Tim Berglund (14:51)

That's such a good point. 'Cause in a tech company, you have a website and a mobile app experience and could be fiendishly complex in all kinds of horrible problems of scale and blah, blah, blah, but it's one thing. And an insurance company that's been using computers for 50 or 60 years, there's a few systems in there. And, of course, Kafka shows its value in getting those things to talk.

Jay Kreps (15:19)

Yeah, that's right. One of the questions that we got early on from customers was hey, how do you integrate this with mainframes? And we were like, what? Yeah, yeah, and sure enough, it turns out really important parts of the economy are run off of mainframes and that's actually a really valuable area where data is. And in a lot of companies, being able to open that to a modern stack is a really valuable problem to solve. And the technology does it well, but I don't think we really appreciated the full diversity of what the internals of large enterprises outside of Silicon Valley look like.

————

* **TO-DO LIST**
1: From the Kafka conversation, reproduce the passage starting with "Yeah, that's right." and going on through "Valley look like.".
2: Decide whether each statement agrees with the Kafka conversation. Answer yes or no for each, quoting the exact words of the conversation that settle it. (a) Customers asked early on about integrating with mainframes. (b) The insurance company has been using computers for fewer than 40 years. (c) Jay Kreps says the full diversity of large enterprises' internals outside Silicon Valley was well appreciated.

————

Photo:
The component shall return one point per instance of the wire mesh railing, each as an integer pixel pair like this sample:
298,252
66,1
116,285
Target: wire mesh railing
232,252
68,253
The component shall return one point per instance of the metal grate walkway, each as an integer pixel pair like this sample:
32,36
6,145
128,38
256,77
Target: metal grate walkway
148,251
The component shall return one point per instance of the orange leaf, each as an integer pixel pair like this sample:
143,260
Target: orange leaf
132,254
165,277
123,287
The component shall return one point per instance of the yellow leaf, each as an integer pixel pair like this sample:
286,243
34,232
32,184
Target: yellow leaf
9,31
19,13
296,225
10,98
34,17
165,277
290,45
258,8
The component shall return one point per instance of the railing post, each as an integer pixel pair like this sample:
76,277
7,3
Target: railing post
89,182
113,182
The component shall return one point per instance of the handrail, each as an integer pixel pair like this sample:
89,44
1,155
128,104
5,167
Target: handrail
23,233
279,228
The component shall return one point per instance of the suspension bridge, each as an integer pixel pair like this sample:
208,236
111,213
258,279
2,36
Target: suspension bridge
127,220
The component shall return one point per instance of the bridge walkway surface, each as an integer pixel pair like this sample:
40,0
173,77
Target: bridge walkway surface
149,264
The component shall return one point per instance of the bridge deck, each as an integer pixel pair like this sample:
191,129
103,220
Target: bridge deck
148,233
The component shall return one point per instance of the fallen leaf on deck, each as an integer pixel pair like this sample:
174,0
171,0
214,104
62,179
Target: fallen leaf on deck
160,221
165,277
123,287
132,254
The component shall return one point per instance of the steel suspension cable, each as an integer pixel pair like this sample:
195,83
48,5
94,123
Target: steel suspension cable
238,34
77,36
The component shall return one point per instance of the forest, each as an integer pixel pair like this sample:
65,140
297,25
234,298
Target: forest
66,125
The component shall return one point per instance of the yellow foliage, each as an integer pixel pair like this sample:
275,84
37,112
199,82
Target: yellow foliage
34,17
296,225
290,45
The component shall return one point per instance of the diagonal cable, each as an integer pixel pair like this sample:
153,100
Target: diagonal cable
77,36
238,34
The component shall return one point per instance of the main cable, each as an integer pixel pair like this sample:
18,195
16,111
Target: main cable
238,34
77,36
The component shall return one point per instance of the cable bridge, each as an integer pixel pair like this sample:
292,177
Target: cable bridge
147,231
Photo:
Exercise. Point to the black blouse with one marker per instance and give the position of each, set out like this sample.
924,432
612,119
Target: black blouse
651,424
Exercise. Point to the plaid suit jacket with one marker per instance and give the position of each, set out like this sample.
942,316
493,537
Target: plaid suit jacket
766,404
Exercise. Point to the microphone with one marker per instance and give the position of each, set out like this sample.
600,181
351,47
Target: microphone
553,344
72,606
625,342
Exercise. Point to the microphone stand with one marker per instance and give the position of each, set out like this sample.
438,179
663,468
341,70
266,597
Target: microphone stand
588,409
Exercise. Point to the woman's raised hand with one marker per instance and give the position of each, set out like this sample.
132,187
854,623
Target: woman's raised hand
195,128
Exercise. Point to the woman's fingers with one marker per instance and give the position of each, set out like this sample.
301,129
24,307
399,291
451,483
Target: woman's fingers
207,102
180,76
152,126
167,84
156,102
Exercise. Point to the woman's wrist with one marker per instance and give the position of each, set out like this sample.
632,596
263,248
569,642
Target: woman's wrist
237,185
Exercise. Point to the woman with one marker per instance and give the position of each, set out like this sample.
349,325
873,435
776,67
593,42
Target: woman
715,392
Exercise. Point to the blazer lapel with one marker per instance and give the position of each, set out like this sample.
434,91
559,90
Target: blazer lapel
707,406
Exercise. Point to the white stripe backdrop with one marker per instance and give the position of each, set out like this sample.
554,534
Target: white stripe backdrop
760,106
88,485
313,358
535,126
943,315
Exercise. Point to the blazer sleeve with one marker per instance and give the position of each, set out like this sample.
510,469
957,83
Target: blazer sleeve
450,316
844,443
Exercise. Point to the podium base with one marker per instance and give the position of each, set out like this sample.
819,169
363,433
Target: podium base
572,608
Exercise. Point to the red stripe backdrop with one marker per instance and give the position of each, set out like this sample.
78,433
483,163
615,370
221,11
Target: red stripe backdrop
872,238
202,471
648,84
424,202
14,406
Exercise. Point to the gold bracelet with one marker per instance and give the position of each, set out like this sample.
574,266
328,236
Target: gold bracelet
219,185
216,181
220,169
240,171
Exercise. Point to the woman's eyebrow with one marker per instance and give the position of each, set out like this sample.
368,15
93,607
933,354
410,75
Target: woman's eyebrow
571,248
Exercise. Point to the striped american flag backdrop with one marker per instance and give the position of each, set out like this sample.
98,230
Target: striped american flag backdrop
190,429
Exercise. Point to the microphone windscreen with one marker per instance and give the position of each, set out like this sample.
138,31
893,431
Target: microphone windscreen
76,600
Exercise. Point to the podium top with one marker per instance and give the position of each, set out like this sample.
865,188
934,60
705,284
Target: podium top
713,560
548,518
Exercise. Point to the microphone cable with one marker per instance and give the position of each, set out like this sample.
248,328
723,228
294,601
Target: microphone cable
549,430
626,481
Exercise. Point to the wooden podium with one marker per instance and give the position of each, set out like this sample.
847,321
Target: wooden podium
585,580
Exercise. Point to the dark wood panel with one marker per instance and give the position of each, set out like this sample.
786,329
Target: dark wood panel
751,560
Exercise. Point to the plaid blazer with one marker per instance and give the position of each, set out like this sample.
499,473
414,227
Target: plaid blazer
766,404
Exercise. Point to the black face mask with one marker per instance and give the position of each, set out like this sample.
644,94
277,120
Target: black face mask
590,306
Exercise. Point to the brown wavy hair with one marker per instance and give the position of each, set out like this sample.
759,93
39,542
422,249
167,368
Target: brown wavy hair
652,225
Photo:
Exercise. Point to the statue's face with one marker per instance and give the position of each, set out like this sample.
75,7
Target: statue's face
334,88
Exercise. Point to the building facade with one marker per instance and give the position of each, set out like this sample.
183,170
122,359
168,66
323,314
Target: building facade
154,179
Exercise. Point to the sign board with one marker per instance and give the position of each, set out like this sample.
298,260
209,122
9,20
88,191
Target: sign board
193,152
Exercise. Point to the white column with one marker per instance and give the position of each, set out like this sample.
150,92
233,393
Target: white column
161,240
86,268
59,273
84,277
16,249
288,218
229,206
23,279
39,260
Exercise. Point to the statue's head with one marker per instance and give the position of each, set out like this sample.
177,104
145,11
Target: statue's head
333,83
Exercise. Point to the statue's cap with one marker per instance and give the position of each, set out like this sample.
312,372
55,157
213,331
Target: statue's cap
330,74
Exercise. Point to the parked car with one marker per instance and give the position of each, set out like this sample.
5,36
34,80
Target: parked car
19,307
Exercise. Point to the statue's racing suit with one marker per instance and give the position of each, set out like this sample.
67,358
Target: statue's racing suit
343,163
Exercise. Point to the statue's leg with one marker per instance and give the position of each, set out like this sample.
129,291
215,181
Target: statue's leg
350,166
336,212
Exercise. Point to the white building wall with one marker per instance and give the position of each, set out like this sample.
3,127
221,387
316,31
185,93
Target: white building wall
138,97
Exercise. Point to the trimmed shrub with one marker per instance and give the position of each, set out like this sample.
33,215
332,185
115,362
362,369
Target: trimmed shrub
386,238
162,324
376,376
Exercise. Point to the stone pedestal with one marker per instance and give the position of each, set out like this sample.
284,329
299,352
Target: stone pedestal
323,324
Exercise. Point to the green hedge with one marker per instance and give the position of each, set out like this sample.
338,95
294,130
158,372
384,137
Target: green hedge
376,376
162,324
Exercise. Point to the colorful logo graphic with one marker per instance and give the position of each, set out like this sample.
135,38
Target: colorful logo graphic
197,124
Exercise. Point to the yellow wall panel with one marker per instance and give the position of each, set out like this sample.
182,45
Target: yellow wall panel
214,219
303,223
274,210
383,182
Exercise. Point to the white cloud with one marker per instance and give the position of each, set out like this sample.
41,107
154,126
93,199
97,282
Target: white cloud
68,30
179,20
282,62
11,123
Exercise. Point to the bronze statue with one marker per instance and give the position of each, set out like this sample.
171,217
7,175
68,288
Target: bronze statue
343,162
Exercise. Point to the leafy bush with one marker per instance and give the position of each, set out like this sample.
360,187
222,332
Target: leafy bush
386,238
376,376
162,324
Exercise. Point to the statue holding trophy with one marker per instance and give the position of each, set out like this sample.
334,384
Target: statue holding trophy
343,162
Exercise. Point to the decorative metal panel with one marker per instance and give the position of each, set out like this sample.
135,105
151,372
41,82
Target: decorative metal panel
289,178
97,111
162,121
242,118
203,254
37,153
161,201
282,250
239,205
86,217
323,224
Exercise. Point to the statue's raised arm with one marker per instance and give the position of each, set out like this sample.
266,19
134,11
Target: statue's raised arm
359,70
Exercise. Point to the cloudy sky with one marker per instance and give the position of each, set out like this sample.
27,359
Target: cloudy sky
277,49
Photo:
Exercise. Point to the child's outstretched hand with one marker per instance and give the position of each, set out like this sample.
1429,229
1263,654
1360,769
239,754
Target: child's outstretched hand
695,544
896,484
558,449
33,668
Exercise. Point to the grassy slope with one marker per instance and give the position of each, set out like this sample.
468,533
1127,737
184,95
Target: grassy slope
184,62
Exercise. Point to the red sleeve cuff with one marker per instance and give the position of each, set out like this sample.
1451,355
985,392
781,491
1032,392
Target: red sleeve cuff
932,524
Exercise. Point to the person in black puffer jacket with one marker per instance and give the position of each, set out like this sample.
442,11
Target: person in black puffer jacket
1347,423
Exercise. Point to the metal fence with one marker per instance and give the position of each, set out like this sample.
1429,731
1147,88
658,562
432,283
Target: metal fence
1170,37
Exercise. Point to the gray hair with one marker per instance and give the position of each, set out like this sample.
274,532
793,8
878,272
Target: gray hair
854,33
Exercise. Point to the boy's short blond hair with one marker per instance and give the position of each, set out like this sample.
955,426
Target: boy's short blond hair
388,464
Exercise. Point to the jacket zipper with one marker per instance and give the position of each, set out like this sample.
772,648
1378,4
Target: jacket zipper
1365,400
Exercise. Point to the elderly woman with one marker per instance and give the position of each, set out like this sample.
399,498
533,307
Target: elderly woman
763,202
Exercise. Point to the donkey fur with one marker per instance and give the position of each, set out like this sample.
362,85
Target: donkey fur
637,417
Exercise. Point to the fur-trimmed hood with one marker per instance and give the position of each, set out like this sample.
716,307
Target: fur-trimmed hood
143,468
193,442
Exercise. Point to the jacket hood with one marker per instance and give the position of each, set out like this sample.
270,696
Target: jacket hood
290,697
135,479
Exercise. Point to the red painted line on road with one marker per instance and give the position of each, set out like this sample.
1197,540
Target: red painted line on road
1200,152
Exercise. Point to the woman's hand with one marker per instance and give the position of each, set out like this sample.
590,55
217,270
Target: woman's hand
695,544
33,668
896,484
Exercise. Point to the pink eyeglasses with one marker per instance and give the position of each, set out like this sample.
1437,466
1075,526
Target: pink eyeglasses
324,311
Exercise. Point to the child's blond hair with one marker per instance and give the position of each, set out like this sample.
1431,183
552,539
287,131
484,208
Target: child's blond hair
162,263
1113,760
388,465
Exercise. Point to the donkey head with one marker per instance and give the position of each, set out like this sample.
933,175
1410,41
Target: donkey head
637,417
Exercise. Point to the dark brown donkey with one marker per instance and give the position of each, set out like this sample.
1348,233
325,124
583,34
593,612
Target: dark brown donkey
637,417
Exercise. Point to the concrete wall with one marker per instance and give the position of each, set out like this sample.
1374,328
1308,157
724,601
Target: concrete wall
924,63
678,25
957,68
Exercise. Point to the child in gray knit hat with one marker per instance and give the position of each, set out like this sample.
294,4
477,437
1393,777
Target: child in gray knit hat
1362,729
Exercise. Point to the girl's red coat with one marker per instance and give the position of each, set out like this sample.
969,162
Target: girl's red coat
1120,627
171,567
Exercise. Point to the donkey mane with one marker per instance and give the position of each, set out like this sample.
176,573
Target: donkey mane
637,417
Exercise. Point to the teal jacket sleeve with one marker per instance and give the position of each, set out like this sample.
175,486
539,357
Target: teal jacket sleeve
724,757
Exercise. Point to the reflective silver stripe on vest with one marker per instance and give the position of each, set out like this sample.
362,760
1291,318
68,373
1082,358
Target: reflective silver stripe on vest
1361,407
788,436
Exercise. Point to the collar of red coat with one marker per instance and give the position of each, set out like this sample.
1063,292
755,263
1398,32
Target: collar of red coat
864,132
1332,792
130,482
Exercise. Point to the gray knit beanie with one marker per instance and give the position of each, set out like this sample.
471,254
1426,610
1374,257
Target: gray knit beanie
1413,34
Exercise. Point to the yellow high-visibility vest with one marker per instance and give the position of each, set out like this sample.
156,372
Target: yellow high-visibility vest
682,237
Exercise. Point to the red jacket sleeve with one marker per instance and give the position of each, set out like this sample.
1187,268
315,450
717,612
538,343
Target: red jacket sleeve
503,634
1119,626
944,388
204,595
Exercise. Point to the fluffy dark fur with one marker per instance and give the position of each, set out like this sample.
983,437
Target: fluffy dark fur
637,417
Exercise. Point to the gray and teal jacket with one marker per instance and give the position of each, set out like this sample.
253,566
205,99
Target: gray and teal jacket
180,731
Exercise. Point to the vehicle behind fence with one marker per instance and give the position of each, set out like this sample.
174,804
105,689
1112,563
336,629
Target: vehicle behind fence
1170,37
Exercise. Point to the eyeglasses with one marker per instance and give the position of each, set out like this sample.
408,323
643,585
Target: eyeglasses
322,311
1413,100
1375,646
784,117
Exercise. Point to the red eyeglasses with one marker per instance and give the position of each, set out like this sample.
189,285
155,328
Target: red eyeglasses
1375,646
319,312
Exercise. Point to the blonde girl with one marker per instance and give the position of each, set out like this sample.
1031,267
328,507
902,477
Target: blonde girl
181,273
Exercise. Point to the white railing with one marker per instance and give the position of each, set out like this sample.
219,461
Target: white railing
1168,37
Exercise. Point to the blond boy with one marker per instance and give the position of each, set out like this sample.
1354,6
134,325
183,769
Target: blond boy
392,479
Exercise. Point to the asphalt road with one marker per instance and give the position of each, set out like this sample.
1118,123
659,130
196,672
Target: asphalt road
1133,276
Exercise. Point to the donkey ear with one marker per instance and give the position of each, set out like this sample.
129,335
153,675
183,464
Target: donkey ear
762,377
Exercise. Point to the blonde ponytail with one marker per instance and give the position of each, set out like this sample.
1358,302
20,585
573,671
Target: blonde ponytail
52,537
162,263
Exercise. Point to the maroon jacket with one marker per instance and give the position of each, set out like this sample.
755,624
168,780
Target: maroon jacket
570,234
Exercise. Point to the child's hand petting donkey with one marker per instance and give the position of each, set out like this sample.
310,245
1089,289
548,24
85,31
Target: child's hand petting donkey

————

* **SOLUTIONS TO THE PROBLEMS**
1:
Yeah, that's right. One of the questions that we got early on from customers was hey, how do you integrate this with mainframes? And we were like, what? Yeah, yeah, and sure enough, it turns out really important parts of the economy are run off of mainframes and that's actually a really valuable area where data is. And in a lot of companies, being able to open that to a modern stack is a really valuable problem to solve. And the technology does it well, but I don't think we really appreciated the full diversity of what the internals of large enterprises outside of Silicon Valley look like.

2:
(a) Yes: "One of the questions that we got early on from customers was hey, how do you integrate this with mainframes?"
(b) No: "an insurance company that's been using computers for 50 or 60 years"
(c) No: "I don't think we really appreciated the full diversity of what the internals of large enterprises outside of Silicon Valley look like."